TEXT SHOWN START

A five-hundred-year-old legend. An ancient curse. A stunning medical mystery. And a pioneering journey into the unknown heart of the world’s densest jungle.
Since the days of conquistador Hernán Cortés, rumors have circulated about a lost city of immense wealth hidden somewhere in the Honduran interior, called the White City or the Lost City of the Monkey God. Indigenous tribes speak of ancestors who fled there to escape the Spanish invaders, and they warn that anyone who enters this sacred city will fall ill and die. In 1940, swashbuckling journalist Theodore Morde returned from the rainforest with hundreds of artifacts and an electrifying story of having found the Lost City of the Monkey God-but then committed suicide without revealing its location.
Three quarters of a century later, bestselling author Doug Preston joined a team of scientists on a groundbreaking new quest. In 2012 he climbed aboard a rickety, single-engine plane carrying the machine that would change everything: lidar, a highly advanced, classified technology that could map the terrain under the densest rainforest canopy. In an unexplored valley ringed by steep mountains, that flight revealed the unmistakable image of a sprawling metropolis, tantalizing evidence of not just an undiscovered city but an enigmatic, lost civilization.

TEXT SHOWN END
LISTED ENTRIES START

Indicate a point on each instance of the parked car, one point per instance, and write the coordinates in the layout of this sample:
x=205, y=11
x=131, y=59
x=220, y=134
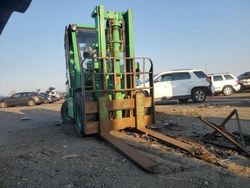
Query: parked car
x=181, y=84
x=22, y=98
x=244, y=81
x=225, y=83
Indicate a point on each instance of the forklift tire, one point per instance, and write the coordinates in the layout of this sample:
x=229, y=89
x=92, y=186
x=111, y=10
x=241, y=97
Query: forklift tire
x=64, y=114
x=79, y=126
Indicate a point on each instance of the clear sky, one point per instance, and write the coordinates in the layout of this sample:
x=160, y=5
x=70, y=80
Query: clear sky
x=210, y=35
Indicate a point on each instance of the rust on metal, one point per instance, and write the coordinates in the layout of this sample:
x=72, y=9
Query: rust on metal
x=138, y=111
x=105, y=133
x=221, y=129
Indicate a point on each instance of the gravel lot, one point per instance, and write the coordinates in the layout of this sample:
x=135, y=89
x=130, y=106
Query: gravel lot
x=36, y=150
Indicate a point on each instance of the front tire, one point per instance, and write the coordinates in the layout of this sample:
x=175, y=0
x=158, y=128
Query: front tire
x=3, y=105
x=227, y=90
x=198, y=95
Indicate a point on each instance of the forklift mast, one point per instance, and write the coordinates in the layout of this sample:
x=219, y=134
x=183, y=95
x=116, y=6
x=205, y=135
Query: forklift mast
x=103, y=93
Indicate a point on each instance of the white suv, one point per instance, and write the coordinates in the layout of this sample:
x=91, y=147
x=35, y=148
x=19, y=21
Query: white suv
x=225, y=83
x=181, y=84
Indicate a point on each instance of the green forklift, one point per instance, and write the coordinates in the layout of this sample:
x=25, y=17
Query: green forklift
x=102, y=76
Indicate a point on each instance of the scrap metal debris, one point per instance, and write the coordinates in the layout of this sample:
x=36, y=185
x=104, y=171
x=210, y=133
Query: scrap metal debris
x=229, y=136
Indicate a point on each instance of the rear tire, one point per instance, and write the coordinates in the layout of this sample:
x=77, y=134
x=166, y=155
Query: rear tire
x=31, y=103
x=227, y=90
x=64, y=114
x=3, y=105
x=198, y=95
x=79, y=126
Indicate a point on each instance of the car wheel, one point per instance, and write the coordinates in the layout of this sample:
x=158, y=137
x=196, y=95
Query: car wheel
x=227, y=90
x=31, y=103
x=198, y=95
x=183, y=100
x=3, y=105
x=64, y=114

LISTED ENTRIES END
LISTED ENTRIES START

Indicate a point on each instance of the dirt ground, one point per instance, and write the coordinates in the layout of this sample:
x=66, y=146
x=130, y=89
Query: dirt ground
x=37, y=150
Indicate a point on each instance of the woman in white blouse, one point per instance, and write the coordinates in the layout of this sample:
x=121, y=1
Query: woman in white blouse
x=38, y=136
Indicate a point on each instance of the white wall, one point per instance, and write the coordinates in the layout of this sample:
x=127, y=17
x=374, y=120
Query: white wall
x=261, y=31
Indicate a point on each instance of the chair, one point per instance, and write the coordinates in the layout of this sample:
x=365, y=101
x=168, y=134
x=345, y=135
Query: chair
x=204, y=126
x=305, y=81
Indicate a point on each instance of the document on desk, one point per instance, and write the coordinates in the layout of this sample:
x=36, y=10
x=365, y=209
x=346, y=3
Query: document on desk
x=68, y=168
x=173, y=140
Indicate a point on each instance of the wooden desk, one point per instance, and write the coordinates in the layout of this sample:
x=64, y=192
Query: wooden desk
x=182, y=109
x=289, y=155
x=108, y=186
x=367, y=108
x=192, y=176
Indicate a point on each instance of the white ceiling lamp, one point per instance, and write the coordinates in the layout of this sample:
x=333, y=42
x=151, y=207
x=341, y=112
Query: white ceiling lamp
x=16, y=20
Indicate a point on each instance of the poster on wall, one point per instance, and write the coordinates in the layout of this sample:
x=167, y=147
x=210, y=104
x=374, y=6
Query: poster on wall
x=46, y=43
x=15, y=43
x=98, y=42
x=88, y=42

LISTED ENTRIES END

**BRIEF A:** From the text about the Lost City of the Monkey God, copy the passage starting at "Three quarters of" and ending at "enigmatic, lost civilization.".
**BRIEF B:** According to the text about the Lost City of the Monkey God, in what year did Doug Preston board the plane carrying the lidar machine?

**RESPONSE BOX A:**
Three quarters of a century later, bestselling author Doug Preston joined a team of scientists on a groundbreaking new quest. In 2012 he climbed aboard a rickety, single-engine plane carrying the machine that would change everything: lidar, a highly advanced, classified technology that could map the terrain under the densest rainforest canopy. In an unexplored valley ringed by steep mountains, that flight revealed the unmistakable image of a sprawling metropolis, tantalizing evidence of not just an undiscovered city but an enigmatic, lost civilization.

**RESPONSE BOX B:** 2012